Exercise requirements » Identify every line in the rows below that contains the string "black", and copy each of those lines. Case counts, so match only that exact capitalization.

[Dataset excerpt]

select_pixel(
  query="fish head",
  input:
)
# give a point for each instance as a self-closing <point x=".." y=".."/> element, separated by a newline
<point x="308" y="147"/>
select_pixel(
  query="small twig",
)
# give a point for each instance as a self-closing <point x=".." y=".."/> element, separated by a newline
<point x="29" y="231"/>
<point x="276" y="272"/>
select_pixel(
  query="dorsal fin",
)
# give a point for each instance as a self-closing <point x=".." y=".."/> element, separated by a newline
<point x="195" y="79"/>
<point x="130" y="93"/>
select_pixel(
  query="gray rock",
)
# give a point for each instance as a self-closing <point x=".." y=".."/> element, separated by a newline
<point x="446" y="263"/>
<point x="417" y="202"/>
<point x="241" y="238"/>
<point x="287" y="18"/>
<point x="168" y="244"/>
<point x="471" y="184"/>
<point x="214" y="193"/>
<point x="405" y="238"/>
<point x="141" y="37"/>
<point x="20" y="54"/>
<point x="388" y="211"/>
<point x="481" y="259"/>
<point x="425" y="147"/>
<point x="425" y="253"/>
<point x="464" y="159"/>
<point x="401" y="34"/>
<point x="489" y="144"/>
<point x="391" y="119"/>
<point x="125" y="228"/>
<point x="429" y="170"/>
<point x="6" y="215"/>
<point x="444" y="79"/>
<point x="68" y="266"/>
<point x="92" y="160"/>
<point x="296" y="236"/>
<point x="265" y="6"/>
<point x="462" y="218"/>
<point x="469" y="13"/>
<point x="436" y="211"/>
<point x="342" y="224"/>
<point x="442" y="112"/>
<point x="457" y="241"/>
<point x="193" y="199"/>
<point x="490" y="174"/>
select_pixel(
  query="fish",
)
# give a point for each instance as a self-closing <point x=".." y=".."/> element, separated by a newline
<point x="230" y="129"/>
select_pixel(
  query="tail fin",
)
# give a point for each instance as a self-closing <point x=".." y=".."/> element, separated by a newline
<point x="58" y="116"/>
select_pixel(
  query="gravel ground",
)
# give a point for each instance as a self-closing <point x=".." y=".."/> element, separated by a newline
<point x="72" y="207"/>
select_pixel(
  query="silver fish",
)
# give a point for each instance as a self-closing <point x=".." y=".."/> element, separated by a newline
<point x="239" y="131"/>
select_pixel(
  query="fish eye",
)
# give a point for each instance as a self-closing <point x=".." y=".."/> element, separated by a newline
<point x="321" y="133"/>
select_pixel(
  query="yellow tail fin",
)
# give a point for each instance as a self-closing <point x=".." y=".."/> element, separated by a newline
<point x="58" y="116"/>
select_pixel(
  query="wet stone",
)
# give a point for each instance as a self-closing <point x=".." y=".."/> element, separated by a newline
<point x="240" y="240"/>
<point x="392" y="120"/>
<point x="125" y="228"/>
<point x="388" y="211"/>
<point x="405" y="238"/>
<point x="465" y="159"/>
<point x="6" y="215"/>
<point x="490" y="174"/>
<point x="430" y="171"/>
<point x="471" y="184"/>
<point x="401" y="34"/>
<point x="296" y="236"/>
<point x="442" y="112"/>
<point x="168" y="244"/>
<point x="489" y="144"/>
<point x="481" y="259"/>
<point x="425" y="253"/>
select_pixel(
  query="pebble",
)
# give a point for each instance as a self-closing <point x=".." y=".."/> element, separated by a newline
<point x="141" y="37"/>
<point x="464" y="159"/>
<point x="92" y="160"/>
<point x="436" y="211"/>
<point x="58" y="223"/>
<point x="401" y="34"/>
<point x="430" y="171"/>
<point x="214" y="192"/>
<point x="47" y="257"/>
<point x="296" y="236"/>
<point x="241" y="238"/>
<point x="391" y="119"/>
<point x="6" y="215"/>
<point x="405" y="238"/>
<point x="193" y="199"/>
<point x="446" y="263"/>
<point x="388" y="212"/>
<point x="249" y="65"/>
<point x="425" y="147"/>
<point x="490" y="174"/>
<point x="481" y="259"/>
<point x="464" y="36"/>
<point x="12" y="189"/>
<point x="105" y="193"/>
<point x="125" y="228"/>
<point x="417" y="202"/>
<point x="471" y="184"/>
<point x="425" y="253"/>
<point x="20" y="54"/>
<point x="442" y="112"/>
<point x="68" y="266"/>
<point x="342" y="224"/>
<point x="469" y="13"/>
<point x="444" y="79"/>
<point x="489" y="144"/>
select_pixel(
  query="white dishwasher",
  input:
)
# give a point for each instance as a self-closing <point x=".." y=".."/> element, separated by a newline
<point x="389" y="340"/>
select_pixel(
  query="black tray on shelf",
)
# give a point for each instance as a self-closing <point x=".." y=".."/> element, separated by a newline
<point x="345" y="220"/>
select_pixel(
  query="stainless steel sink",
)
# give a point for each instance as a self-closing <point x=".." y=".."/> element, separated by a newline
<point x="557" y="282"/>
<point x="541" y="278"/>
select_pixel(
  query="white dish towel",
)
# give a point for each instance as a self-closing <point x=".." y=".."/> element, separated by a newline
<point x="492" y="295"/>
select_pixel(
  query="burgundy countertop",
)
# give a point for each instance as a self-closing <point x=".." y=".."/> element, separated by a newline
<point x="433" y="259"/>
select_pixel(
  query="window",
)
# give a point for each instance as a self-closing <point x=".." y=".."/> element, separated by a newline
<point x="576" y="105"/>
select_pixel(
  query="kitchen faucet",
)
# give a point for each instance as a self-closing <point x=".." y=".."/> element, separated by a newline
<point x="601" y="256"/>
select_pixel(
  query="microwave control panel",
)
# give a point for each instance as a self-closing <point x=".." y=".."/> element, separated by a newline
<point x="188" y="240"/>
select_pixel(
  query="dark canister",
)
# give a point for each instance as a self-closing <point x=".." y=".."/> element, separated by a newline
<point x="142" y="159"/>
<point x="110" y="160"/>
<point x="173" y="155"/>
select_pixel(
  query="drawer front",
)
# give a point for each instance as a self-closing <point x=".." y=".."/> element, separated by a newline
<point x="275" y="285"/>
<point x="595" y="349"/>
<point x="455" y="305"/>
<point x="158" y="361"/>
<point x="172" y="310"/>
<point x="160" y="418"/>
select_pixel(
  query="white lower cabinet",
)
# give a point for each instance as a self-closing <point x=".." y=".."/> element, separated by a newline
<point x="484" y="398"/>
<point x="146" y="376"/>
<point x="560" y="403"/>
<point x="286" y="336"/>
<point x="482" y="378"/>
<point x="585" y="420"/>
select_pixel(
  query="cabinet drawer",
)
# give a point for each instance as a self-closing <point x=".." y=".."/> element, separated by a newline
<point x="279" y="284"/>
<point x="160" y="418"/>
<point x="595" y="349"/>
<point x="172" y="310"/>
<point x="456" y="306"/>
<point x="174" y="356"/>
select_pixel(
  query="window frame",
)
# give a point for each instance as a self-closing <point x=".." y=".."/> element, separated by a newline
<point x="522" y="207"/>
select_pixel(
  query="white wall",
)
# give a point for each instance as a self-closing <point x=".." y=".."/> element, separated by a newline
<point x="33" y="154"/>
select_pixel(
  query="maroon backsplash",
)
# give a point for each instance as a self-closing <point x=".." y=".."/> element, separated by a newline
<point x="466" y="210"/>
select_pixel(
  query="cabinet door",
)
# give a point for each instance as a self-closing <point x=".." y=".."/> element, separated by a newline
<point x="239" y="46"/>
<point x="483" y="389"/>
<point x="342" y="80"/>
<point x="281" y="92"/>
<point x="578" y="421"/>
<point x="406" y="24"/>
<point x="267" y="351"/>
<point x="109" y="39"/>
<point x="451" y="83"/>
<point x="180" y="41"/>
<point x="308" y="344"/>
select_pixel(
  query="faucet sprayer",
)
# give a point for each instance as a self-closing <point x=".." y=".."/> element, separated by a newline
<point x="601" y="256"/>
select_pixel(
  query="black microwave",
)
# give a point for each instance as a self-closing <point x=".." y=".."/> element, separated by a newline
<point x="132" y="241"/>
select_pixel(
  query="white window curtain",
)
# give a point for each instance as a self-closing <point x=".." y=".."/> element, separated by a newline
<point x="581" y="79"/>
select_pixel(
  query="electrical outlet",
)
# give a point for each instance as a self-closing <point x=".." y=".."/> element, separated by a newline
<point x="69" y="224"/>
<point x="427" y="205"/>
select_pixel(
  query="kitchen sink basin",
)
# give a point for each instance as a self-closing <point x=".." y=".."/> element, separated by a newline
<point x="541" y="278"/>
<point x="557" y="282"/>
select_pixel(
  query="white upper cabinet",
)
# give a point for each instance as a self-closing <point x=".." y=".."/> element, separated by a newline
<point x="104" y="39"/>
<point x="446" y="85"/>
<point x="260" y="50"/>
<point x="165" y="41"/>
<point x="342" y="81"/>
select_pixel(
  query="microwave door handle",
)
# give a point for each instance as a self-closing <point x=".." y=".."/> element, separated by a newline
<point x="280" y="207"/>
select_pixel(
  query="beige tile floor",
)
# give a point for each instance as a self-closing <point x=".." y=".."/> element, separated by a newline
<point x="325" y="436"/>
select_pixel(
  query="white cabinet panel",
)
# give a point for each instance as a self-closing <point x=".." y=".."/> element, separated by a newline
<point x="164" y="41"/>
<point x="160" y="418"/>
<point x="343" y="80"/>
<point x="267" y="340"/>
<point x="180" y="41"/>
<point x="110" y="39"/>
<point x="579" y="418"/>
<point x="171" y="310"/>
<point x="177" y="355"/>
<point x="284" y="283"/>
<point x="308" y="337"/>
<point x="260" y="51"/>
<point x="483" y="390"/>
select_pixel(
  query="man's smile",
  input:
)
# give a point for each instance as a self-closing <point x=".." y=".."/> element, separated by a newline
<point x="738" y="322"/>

Written response »
  query="black tray on shelf",
  query="black microwave",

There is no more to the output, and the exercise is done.